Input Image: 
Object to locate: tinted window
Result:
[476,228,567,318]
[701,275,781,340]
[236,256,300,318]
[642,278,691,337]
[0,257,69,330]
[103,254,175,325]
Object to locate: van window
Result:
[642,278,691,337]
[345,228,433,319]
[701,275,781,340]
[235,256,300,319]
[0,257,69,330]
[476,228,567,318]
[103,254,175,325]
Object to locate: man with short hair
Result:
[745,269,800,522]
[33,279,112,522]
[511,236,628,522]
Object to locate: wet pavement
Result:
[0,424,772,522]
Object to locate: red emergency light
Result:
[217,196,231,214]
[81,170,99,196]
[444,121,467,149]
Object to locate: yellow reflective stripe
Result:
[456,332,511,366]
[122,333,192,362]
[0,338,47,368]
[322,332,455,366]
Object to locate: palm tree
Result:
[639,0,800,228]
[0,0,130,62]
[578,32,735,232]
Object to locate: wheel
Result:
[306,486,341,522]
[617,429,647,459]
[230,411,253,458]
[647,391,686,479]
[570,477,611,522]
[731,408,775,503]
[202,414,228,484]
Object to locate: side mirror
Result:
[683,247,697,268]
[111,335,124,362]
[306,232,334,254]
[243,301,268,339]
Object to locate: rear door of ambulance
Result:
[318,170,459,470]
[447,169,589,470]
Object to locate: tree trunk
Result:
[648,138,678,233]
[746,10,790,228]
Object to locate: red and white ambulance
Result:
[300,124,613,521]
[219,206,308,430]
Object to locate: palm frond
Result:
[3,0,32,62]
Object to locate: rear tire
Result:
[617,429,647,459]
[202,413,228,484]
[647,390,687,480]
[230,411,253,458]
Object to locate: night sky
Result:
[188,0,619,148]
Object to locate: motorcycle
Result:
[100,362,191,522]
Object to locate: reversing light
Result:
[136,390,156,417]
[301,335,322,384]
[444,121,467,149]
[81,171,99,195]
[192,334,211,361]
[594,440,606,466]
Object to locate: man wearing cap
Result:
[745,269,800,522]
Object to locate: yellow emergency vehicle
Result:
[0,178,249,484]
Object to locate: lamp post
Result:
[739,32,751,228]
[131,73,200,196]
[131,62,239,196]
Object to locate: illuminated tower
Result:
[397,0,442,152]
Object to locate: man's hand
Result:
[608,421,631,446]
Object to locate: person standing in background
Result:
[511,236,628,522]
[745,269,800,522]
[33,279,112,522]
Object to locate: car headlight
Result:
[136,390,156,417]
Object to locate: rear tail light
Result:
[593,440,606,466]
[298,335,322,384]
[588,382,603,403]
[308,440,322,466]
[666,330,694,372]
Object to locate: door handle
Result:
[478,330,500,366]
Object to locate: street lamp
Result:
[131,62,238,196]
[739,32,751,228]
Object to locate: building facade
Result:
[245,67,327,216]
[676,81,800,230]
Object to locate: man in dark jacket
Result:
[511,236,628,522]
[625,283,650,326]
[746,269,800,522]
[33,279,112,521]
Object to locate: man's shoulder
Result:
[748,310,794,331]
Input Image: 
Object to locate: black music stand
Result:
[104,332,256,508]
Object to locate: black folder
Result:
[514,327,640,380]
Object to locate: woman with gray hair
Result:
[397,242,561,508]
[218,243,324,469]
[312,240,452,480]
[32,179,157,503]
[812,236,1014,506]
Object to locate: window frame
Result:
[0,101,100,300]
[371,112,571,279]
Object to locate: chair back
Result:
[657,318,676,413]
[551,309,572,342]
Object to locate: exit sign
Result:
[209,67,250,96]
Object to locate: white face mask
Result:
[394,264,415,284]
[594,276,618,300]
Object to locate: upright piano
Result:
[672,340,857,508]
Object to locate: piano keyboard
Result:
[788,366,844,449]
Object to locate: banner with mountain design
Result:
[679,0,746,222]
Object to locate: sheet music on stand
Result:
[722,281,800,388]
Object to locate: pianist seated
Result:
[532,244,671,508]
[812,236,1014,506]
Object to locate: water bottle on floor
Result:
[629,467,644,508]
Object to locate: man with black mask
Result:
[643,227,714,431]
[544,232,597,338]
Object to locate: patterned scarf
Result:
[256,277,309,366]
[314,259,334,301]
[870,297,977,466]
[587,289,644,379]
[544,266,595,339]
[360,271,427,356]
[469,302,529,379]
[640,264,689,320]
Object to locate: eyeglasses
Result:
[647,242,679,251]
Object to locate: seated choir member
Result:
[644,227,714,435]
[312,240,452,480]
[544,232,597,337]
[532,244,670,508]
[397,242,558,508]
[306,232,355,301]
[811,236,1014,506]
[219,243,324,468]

▸ DESCRIPTION OF THE TASK
Output every line of all the items above as a Markdown table with two columns, No and Line. Number the rows in order and skip any blank lines.

▸ RESULT
| No | Line |
|---|---|
| 1 | Input Image:  |
| 2 | Object to locate: tinted window |
| 3 | Result: |
| 4 | [476,228,567,318] |
| 5 | [701,275,781,340] |
| 6 | [236,256,300,318] |
| 7 | [642,278,691,337] |
| 8 | [0,257,69,330] |
| 9 | [103,254,175,325] |
| 10 | Object to locate: van window |
| 11 | Result: |
| 12 | [642,278,691,337] |
| 13 | [345,228,433,319] |
| 14 | [701,275,781,340] |
| 15 | [235,256,300,319] |
| 16 | [0,257,69,330] |
| 17 | [476,228,567,318] |
| 18 | [103,254,175,325] |
| 19 | Object to locate: man with short hair |
| 20 | Result: |
| 21 | [745,269,800,522] |
| 22 | [33,279,112,522] |
| 23 | [511,236,628,522] |
| 24 | Object to locate: wet pavement |
| 25 | Result: |
| 26 | [0,424,772,522] |
| 27 | Object to locate: red emergency light |
| 28 | Result: |
| 29 | [217,196,231,214] |
| 30 | [81,170,99,196] |
| 31 | [444,121,467,149] |
| 32 | Object to locate: yellow reflective stripe |
| 33 | Result: |
| 34 | [456,332,511,366] |
| 35 | [122,333,192,362] |
| 36 | [0,338,47,368] |
| 37 | [322,332,455,366] |
| 38 | Object to locate: palm tree |
| 39 | Result: |
| 40 | [639,0,800,228] |
| 41 | [0,0,130,62] |
| 42 | [578,32,735,232] |
| 43 | Object to locate: wheel |
| 44 | Result: |
| 45 | [306,486,341,522] |
| 46 | [617,429,647,459] |
| 47 | [230,411,253,458] |
| 48 | [647,391,686,479] |
| 49 | [570,477,611,522] |
| 50 | [731,408,775,503] |
| 51 | [202,414,228,484] |
| 52 | Object to locate: side mirror |
| 53 | Result: |
| 54 | [683,247,697,268] |
| 55 | [111,335,124,362] |
| 56 | [306,232,334,254] |
| 57 | [243,301,268,339] |
| 58 | Object to locate: rear door of ambulance |
| 59 | Result: |
| 60 | [318,170,459,470] |
| 61 | [447,169,589,470] |
| 62 | Object to locate: tree trunk |
| 63 | Result: |
| 64 | [648,138,678,233] |
| 65 | [746,10,790,228] |
| 66 | Object to locate: red and white ambulance |
| 67 | Result: |
| 68 | [300,124,613,521] |
| 69 | [219,206,308,430] |
| 70 | Object to locate: palm frond |
| 71 | Result: |
| 72 | [3,0,32,62] |
| 73 | Object to locate: rear tire |
| 74 | Result: |
| 75 | [617,429,647,459] |
| 76 | [202,413,228,484] |
| 77 | [647,390,687,480] |
| 78 | [230,411,253,458] |
| 79 | Object to locate: night sky |
| 80 | Result: |
| 81 | [188,0,619,148] |
| 82 | Object to locate: motorcycle |
| 83 | Result: |
| 84 | [100,362,191,522] |
| 85 | Object to locate: reversing light |
| 86 | Result: |
| 87 | [136,390,156,417] |
| 88 | [301,335,322,384] |
| 89 | [444,121,467,149] |
| 90 | [81,171,99,195] |
| 91 | [192,334,211,361] |
| 92 | [594,440,606,466] |
| 93 | Object to locate: man wearing cap |
| 94 | Result: |
| 95 | [745,269,800,522] |
| 96 | Object to locate: yellow emergency vehicle |
| 97 | Result: |
| 98 | [0,178,249,484] |
| 99 | Object to locate: lamp post |
| 100 | Result: |
| 101 | [739,32,751,228] |
| 102 | [131,73,200,196] |
| 103 | [131,62,239,196] |
| 104 | Object to locate: illuminated tower |
| 105 | Result: |
| 106 | [397,0,442,152] |
| 107 | Object to locate: man's hand |
| 108 | Result: |
| 109 | [608,421,631,446] |
| 110 | Object to locate: person standing in background |
| 111 | Result: |
| 112 | [511,236,628,522] |
| 113 | [745,269,800,522] |
| 114 | [33,279,112,522] |
| 115 | Object to locate: car headlight |
| 116 | Result: |
| 117 | [136,390,156,417] |
| 118 | Object to locate: rear tail light |
| 119 | Result: |
| 120 | [593,440,606,466] |
| 121 | [298,335,322,384] |
| 122 | [588,382,603,403] |
| 123 | [308,440,322,466] |
| 124 | [666,330,694,372] |
| 125 | Object to locate: door handle |
| 126 | Result: |
| 127 | [478,330,500,366] |
| 128 | Object to locate: street lamp |
| 129 | Result: |
| 130 | [131,62,238,196] |
| 131 | [739,32,751,228] |
| 132 | Object to locate: building facade |
| 133 | Result: |
| 134 | [245,67,327,216] |
| 135 | [676,81,800,230] |
| 136 | Object to locate: man in dark jacket |
| 137 | Result: |
| 138 | [511,236,628,522] |
| 139 | [625,283,650,326] |
| 140 | [746,269,800,522] |
| 141 | [33,279,112,521] |
| 142 | Object to locate: man's shoulder |
| 143 | Result: |
| 144 | [748,310,794,331] |
| 145 | Input Image:  |
| 146 | Object to locate: black music stand |
| 147 | Result: |
| 148 | [104,332,256,508] |
| 149 | Object to locate: black folder |
| 150 | Result: |
| 151 | [514,327,640,380] |
| 152 | Object to locate: woman with gray hair |
| 153 | Result: |
| 154 | [397,242,561,508] |
| 155 | [218,243,324,469] |
| 156 | [312,240,452,480] |
| 157 | [32,179,157,503] |
| 158 | [812,236,1014,506] |
| 159 | Object to locate: window frame |
| 160 | Result: |
| 161 | [0,101,100,300] |
| 162 | [371,112,571,279] |
| 163 | Object to locate: chair back |
| 164 | Result: |
| 165 | [657,318,676,413] |
| 166 | [551,309,572,342] |
| 167 | Object to locate: exit sign |
| 168 | Result: |
| 169 | [209,67,250,96] |
| 170 | Object to locate: white face mask |
| 171 | Result: |
| 172 | [394,264,415,284] |
| 173 | [594,276,618,300] |
| 174 | Object to locate: upright piano |
| 175 | Result: |
| 176 | [672,340,857,508] |
| 177 | Object to locate: piano keyboard |
| 178 | Result: |
| 179 | [788,366,844,449] |
| 180 | Object to locate: banner with mountain design |
| 181 | Result: |
| 182 | [679,0,746,222] |
| 183 | Object to locate: sheet music on stand |
| 184 | Result: |
| 185 | [722,281,800,388] |
| 186 | Object to locate: pianist seated |
| 187 | Result: |
| 188 | [532,244,671,508] |
| 189 | [812,236,1014,506] |
| 190 | Object to locate: water bottle on floor |
| 191 | Result: |
| 192 | [629,467,644,508] |
| 193 | Object to locate: man with black mask |
| 194 | Result: |
| 195 | [643,227,714,431] |
| 196 | [544,232,597,338] |
| 197 | Object to locate: patterned scarf |
| 198 | Result: |
| 199 | [256,277,309,366] |
| 200 | [314,259,334,301] |
| 201 | [870,297,977,466] |
| 202 | [587,289,644,379] |
| 203 | [544,266,595,339] |
| 204 | [360,271,427,356] |
| 205 | [469,302,529,379] |
| 206 | [640,264,689,320] |
| 207 | Object to locate: eyeglasses |
| 208 | Result: |
| 209 | [647,242,679,251] |
| 210 | Object to locate: seated choir member |
| 211 | Result: |
| 212 | [644,227,714,435] |
| 213 | [312,240,452,480] |
| 214 | [544,232,597,337] |
| 215 | [532,244,670,508] |
| 216 | [397,242,558,508] |
| 217 | [306,232,355,301] |
| 218 | [811,236,1014,506] |
| 219 | [219,243,324,468] |